--- begin QUOTED PASSAGE ---

This study computes quantitative web page attributes (e.g., number of fonts, images, and words) from web pages evaluated for the 2000 Webby Awards [20]. The Webby organizers place web sites into 27 categories, including news, personal, finance, services, sports, fashion, and travel. A panel of over 100 judges from The International Academy of Digital Arts & Sciences use a rigorous evaluation process to select winning sites.¹ Webby organizers describe the judge selection criteria as follows: ``Site Reviewers are Internet professionals who work with and on the Internet. They have clearly demonstrable familiarity with the category in which they review and have been individually required to produce evidence of such expertise. The site reviewers are given different sites in their category for review and they are all prohibited from reviewing any site with which they have any personal or professional affiliation. The Academy regularly inspects the work of each reviewer for fairness and accuracy.''

Judges rate web sites based on six criteria: content, structure & navigation, visual design, functionality, interactivity, and overall experience. Figure 1 shows the distribution of the overall criterion across all of the judged sites. We suspected that the six criteria were highly correlated, suggesting that there was one factor underlying them all. To test this hypothesis, we used a principles component analysis to examine the underlying factor structure. The first factor accounted for 91% of the variance in the six criteria. In the experiments reported below, we used both the overall Webby score and the extracted factor for doing discriminant classification.

For our study, we selected sites from six topical categories - financial, educational, community, health, service, and living - because these categories contained at least 100
information-centric sites (in which the primary goal is to convey information about some topic). We used the overall score to define two groups of sites for analysis: good (top 33% of sites), and not-good (remaining 67% of sites). Specifically, we wanted to determine if there are significant differences between the groups - both overall and within each category. Furthermore, we wanted to construct models for predicting group membership. These models would enable us to establish concrete thresholds for each metric, evaluate them with user studies, and eventually provide guidance for design improvement. We also used the composite rating to group sites into two categories: top 33% of sites, and bottom 33% of sites. The cutoffs for both sets, based on the overall criterion (ranging from 1 to 10) are:

	Overall	Community	Education	Finance
Top	6.97	6.58	6.47	6.6
Bottom	5.47	5.66	5.38	5.8
	Health	Living	Services
Top	7.9	6.66	7.54
Bottom	6.4	5.66	5.9

The following section introduces the metrics and describes the data collected for this analysis.

Web Page Metrics

Table: Web page metrics computed for this study.

Metric	Description
Word Count	Total words on a page
Body Text %	Percentage of words that are body vs. display text (i.e., headers)
Emphasized Body Text %	Portion of body text that is emphasized (e.g., bold, capitalized or near !'s)
Text Positioning Count	Changes in text position from flush left
Text Cluster Count	Text areas highlighted with color, bordered regions, rules or lists
Link Count	Total links on a page
Page Size	Total bytes for the page as well as elements graphics and stylesheets
Graphic %	Percentage of page bytes that are for graphics
Graphics Count	Total graphics on a page (not including graphics specified in scripts, applets and objects)

--- end QUOTED PASSAGE ---

BRIEF 1 →
In the Webby Awards study, how much of the variance in the six judging criteria did the first factor account for?
BRIEF 2 →
Continue the Webby Awards study's table of web page metrics from where it stops.

--- begin RECORDED DATA ---

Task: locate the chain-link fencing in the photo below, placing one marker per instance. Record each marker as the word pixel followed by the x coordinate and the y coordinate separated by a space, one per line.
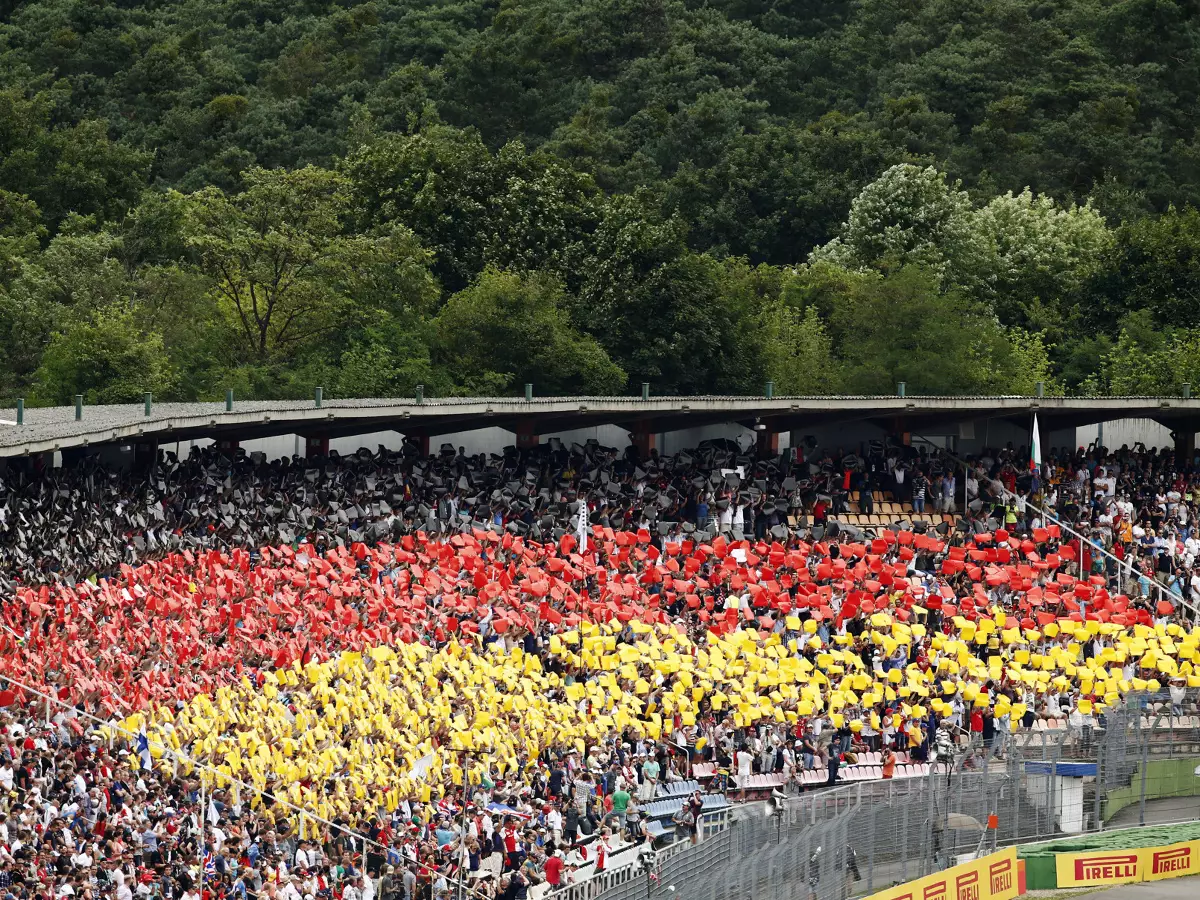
pixel 1137 765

--- end RECORDED DATA ---

EXPECTED OUTPUT 1 →
91%

EXPECTED OUTPUT 2 →
Color Count	Total colors employed
Font Count	Total fonts employed (i.e., face + size + bold + italic)

From a list of 42 web page attributes associated with effective design and usability [13], we developed an automated tool to compute the 11 metrics that we focus on in this study (see Table 1). (This subset was chosen primarily because it was the easiest to compute; we are in the process of extending the tool to compute a wider range of metrics.) The tool functions similarly to the Netscape Navigator browser in processing web pages and cascading stylesheets; it has limited support for inline frames, but does not support framesets, applets, scripts or other embedded objects. We analyzed the accuracy of the computed metrics using a set of 5 pages with widely different features, such as use of stylesheets, style tags, and forms. Overall, the metrics are about 85% accurate with text cluster and text positioning counts range from 38% to 74% accuracy.

Data Collection

We used the metrics tool to collect data for 1,898 pages from the six Webby Awards categories. These pages are from 163 sites and from 3 different levels in the site - the home page, pages directly accessible from the home page (level 1), and pages accessible from level 1 but not directly accessible from the home page (level 2). We attempted to capture 15 level 1 pages and 45 level 2 pages from each site. Because not every website has many pages at each level, our collection consists of an average of 11 pages per site.

RESULTS

We employed several statistical techniques, including linear regression, and linear discriminant analysis, and t-test for equality of means, to examine differences between the good and not-good groups. The following sections discuss the findings in detail.

Distinguishing Good Pages

We used Linear Discriminant analysis to discriminate good from not-good pages, and top from bottom pages. This technique is suitable for cases where the predicted variable is dichotomous in nature. We built two predictive models for identifying good webpages using linear discriminant analysis:

Model 1: A simple, conservative model that distinguishes ``good'' (top 33%) from ``not good'' (bottom 67%) websites, using the overall Webby criterion as the predictor.
Model 2: A more complex model that uses the Webby factor and distinguishes ``top'' (top 33%) from ``bottom'' (bottom 33%) pages.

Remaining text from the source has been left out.